Items from a dataset →
★ ★ ★
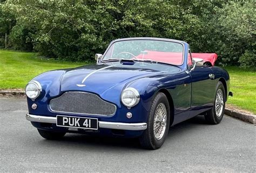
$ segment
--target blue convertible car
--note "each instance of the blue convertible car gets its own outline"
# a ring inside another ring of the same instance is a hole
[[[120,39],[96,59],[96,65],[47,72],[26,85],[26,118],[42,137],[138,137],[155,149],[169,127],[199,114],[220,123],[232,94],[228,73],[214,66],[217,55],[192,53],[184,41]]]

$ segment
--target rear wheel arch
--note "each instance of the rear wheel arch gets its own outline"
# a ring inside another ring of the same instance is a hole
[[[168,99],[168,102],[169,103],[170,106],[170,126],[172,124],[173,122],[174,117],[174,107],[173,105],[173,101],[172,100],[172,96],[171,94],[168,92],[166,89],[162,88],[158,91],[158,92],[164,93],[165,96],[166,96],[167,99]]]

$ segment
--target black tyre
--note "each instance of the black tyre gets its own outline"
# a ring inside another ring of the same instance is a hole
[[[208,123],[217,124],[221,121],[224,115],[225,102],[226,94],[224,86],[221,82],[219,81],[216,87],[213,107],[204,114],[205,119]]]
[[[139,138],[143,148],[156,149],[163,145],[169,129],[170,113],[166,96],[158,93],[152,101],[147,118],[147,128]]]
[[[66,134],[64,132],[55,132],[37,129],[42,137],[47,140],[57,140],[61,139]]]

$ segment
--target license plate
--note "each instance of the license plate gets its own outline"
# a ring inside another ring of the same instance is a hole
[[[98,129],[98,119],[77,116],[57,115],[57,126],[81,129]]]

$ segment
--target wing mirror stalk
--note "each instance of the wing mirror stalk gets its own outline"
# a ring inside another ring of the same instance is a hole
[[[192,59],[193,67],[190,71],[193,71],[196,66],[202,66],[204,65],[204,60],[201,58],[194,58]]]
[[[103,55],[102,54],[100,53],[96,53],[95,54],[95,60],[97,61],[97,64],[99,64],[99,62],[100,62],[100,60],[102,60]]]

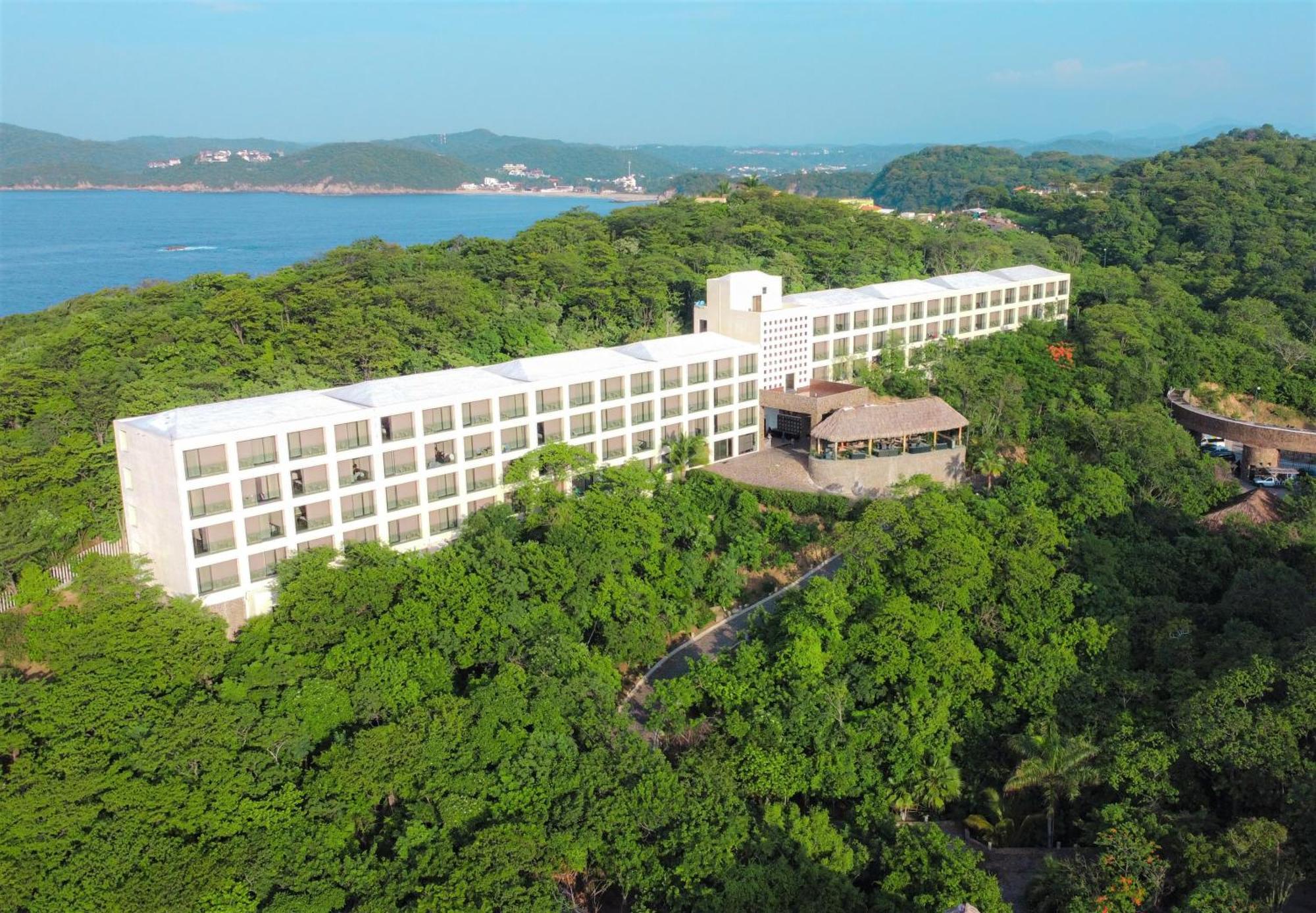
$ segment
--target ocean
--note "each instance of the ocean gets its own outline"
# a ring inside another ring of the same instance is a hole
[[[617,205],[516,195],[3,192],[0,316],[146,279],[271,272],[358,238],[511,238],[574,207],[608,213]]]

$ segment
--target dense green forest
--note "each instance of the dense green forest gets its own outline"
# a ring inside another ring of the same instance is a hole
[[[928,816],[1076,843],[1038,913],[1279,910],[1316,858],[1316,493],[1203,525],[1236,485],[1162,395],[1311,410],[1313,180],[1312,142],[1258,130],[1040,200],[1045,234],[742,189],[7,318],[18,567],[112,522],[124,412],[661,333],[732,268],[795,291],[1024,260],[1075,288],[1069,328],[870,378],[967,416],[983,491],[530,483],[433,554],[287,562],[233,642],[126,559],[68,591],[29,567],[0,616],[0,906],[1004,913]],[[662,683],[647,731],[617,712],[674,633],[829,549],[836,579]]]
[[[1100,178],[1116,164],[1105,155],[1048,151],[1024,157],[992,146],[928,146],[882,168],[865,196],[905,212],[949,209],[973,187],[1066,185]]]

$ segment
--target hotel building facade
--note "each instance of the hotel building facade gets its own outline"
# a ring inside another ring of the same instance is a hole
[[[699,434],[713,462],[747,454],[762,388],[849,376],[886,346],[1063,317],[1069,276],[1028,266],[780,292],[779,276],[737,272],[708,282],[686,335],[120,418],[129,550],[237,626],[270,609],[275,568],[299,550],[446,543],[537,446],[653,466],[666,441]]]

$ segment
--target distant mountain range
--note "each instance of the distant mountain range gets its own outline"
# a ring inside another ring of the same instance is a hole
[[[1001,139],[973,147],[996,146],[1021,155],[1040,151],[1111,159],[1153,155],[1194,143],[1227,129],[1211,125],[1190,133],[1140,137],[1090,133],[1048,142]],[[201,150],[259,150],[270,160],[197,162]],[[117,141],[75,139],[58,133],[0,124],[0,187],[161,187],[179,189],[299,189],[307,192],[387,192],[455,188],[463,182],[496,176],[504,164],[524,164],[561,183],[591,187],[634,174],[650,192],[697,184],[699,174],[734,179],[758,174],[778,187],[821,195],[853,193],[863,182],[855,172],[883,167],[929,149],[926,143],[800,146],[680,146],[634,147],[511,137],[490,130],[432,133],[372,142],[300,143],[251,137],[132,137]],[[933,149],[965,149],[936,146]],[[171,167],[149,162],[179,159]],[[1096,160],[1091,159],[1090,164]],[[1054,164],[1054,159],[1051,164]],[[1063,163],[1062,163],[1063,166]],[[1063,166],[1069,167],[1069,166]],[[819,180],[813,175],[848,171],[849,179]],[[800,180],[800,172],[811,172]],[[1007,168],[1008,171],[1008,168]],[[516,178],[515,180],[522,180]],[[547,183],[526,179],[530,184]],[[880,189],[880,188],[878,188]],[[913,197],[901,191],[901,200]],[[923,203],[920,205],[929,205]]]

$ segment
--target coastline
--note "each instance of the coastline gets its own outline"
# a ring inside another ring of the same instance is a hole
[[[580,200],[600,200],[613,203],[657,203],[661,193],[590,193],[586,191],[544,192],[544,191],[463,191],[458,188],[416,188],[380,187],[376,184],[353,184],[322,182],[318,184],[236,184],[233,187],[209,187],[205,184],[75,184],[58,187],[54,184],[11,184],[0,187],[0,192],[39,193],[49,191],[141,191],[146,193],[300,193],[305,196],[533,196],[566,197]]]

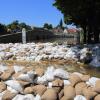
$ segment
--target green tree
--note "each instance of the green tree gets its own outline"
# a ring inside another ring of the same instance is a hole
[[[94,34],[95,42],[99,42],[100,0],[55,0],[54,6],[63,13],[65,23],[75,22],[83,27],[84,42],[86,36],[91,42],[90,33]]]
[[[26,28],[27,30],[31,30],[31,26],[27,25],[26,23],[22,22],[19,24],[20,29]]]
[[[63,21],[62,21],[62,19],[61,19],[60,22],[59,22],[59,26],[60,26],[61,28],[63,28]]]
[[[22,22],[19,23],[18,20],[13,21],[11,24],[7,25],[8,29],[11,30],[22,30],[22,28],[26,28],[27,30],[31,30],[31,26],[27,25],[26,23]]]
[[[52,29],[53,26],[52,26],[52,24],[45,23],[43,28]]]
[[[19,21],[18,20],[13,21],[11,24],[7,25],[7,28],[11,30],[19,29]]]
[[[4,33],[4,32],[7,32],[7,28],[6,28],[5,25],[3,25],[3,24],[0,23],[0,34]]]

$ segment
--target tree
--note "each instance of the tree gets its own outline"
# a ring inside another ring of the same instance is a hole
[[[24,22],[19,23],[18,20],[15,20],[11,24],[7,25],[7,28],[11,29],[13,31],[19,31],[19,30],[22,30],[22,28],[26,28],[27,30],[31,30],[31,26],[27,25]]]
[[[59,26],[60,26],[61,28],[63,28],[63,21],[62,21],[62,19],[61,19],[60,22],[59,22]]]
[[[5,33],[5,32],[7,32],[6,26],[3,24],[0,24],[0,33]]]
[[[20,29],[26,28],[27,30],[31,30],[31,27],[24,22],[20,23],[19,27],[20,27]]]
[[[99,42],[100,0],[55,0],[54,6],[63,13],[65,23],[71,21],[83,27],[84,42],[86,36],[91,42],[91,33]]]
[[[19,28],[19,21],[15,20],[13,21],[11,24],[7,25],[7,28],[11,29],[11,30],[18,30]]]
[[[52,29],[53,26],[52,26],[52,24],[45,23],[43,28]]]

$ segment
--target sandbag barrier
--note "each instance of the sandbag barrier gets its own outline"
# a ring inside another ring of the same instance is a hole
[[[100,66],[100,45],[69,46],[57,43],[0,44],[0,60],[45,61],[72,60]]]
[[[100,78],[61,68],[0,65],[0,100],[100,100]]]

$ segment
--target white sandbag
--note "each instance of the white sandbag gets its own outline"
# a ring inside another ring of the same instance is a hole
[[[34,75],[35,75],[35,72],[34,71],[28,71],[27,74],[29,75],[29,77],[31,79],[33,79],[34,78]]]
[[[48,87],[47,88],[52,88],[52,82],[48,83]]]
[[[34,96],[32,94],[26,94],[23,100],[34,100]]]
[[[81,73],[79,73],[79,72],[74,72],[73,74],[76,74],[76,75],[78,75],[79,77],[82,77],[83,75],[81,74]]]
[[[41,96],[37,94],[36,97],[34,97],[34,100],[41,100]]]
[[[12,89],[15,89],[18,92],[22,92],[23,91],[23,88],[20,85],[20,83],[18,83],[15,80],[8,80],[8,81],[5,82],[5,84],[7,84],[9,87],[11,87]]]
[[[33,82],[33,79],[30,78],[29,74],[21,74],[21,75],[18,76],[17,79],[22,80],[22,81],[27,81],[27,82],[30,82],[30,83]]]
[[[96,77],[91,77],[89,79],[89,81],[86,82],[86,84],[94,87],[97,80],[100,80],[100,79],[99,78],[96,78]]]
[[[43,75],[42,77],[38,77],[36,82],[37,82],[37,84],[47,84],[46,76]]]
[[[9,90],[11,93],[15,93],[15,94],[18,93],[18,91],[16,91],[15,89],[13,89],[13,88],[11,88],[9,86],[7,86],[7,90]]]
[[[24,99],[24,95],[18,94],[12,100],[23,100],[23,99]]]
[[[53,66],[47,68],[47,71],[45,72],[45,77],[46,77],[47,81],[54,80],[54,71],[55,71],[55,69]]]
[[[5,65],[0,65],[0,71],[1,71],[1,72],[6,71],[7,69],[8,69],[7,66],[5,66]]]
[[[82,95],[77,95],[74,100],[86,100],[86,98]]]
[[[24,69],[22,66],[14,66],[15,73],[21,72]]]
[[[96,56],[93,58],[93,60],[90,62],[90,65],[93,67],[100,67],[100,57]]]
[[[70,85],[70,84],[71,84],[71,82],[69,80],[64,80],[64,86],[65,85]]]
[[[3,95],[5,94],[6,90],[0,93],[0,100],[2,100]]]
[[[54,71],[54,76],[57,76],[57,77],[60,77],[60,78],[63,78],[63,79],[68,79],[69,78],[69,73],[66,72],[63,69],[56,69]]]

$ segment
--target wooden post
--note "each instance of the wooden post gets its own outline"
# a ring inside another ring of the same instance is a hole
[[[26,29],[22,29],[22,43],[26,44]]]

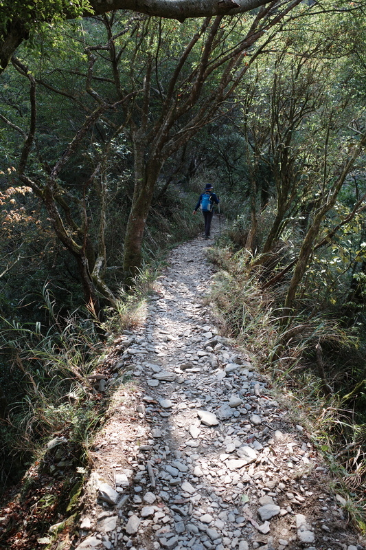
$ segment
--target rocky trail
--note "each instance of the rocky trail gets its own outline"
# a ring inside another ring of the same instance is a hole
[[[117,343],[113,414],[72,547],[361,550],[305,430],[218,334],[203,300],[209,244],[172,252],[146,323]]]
★ ★ ★
What is being asked → Count the lines in the records above that contain the string "wing", treating uppercase and lowercase as different. Reply with the number alone.

Complete output → 2